Write out the passage below on disillusionment word for word, starting at "This image is, of" and ending at "country's foreign policy.".

Passage shown:
## START
My disillusionment

Fig. 1. David Benfell at Bolinas Beach, January 2, 1966. (Photograph by Robert S. Benfell, found in family album kept by Carol R. Benfell.)

I grew up with an image of the United States as a country governed in a democracy, where the individual vote mattered, where politicians represented voters, where laws were passed in the public interest, where courts rendered justice, where everyone had economic opportunity.

This image is, of course, a naïve view of the country. I also grew up during the Vietnam War, and believing that "liberty and justice for all" didn't just mean people in this country, that it should apply as well at least in any country we fought for, and thus that it should apply for the Vietnamese as well. The contradiction between that belief and the fact of the Vietnam War led me to stop saying the Pledge of Allegiance, led me, even then, to adopt an antagonistic view toward this country's foreign policy.

Fig. 2. Evacuation from a CIA-occupied apartment building in Saigon, April 29, 1975. (Photograph by Hubert Van Es. Found at Springfield Historical Society @, and used under fair use). Fig. 3. 'Richard Nixon boarding Army One upon his departure from the White House after resigning the office of President of the United States following the Watergate Scandal in 1974.' (Photograph by Ollie Atkins [August 9, 1974]. White House photograph in the public domain.) But the war ended (figure 2), Richard Nixon resigned (figure 3), I dropped out of high school (and headed straight for community college), and I was able, for a time, to re-adopt that naïve view, particularly as I strived to follow my father, a professional engineer, into a professional career—in my case, computer programming. When Ronald Reagan was elected, I guessed that his presidency might discredit conservatism. When he was re-elected, I guessed that it would have to get worse before conservatism was discredited.
## END
Data lines:
## START
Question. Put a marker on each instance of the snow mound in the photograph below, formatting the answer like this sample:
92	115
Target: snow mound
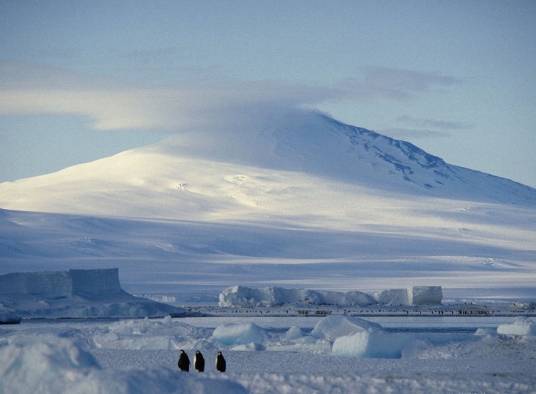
485	331
293	333
60	366
425	295
154	334
239	334
393	297
276	296
375	343
332	327
521	326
## END
Written answer:
This image is, of course, a naïve view of the country. I also grew up during the Vietnam War, and believing that "liberty and justice for all" didn't just mean people in this country, that it should apply as well at least in any country we fought for, and thus that it should apply for the Vietnamese as well. The contradiction between that belief and the fact of the Vietnam War led me to stop saying the Pledge of Allegiance, led me, even then, to adopt an antagonistic view toward this country's foreign policy.